[Saved entries]
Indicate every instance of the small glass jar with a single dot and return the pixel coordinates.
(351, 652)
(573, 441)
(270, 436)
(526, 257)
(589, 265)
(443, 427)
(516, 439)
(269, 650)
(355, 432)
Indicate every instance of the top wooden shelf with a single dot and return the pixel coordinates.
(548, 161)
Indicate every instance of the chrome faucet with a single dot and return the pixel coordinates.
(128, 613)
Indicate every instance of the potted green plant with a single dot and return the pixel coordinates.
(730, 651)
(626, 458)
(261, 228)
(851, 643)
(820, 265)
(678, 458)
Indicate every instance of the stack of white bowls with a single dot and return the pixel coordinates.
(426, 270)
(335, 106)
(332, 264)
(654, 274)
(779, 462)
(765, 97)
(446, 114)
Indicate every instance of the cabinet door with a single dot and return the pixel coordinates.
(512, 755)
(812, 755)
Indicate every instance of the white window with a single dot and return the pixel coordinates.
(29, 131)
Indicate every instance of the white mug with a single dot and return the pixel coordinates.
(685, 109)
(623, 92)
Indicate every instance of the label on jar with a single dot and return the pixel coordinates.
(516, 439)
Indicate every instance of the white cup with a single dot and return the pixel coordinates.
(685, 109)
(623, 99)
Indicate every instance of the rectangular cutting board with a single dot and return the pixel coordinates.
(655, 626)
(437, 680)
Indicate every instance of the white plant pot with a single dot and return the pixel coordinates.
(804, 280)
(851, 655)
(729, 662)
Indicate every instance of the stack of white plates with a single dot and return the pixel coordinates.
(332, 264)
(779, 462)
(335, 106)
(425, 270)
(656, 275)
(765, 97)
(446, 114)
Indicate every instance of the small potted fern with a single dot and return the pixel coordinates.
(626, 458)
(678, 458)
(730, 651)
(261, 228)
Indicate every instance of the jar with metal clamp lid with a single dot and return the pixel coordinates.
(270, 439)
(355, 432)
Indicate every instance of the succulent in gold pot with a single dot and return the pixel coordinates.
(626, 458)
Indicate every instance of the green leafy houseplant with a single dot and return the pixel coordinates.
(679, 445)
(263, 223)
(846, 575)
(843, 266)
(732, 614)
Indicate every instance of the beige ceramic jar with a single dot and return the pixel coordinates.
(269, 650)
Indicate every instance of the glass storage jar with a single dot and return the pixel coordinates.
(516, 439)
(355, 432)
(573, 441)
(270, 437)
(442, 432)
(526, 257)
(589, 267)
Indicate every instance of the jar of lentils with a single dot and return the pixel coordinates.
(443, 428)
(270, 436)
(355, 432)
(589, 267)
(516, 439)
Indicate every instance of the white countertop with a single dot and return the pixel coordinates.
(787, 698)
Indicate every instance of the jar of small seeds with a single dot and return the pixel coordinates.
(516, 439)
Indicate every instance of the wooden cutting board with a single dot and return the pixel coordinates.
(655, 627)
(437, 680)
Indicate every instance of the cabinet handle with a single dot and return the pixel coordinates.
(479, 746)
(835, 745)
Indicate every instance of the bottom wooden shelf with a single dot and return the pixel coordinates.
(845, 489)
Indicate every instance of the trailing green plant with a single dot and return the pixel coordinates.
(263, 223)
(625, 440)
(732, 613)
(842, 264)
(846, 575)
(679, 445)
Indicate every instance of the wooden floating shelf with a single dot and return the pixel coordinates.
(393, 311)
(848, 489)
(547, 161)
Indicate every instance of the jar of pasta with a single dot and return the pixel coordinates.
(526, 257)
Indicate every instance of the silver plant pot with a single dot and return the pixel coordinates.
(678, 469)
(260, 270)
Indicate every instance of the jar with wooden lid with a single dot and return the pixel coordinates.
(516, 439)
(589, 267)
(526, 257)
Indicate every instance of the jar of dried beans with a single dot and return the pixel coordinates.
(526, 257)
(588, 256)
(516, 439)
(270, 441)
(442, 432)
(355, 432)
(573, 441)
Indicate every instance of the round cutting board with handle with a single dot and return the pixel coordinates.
...
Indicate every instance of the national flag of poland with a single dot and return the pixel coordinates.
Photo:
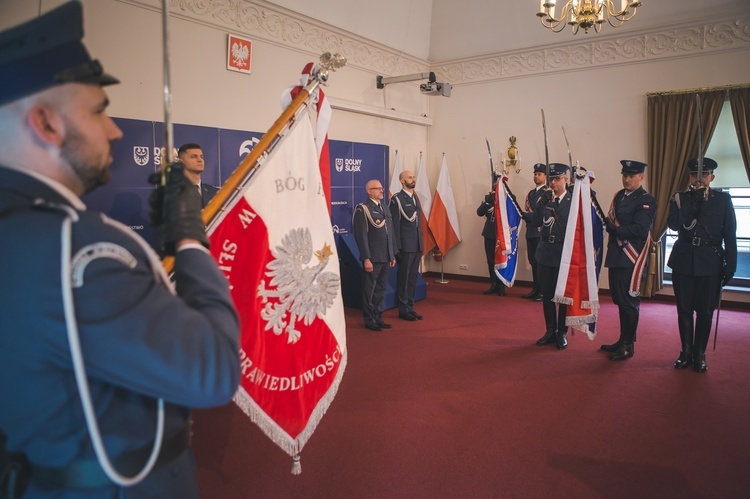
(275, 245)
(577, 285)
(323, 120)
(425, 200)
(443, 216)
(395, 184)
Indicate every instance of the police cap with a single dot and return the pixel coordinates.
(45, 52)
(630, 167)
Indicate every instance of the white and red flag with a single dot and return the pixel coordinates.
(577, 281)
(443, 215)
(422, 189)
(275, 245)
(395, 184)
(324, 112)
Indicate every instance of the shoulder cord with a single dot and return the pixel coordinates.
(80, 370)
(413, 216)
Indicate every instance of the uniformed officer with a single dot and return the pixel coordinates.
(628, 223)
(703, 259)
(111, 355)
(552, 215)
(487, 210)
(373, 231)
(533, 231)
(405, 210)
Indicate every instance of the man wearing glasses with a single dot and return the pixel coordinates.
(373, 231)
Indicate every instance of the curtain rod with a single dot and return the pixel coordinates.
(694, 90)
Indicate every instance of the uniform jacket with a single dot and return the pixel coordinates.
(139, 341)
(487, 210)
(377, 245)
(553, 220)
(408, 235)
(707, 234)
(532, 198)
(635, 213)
---
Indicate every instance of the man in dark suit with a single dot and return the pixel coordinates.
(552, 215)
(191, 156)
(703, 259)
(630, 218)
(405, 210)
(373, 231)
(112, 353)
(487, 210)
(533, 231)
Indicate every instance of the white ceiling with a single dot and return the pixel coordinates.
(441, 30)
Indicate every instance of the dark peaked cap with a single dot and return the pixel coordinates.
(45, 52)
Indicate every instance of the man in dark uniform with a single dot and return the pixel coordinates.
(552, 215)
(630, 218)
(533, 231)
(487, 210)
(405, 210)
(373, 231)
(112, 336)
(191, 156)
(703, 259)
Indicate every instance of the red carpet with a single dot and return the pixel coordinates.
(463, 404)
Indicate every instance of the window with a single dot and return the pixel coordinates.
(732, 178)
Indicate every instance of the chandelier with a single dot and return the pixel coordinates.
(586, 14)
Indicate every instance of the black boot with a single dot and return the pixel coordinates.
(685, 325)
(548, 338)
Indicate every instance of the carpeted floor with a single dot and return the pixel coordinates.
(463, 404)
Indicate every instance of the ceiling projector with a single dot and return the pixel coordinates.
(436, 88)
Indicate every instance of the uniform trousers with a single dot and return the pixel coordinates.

Work required
Could you transcribe the entries above word for word, from the line with "Indicate every instance of the ceiling" down to the line with "Indicate every instance of the uniform trousers", keeping both?

Output of the exercise
Indicate every instance of the ceiling projector with a single dot and return the pixel coordinates.
(436, 88)
Indicate every instance of the uniform trousers with a single dot and return the pixel coordinates.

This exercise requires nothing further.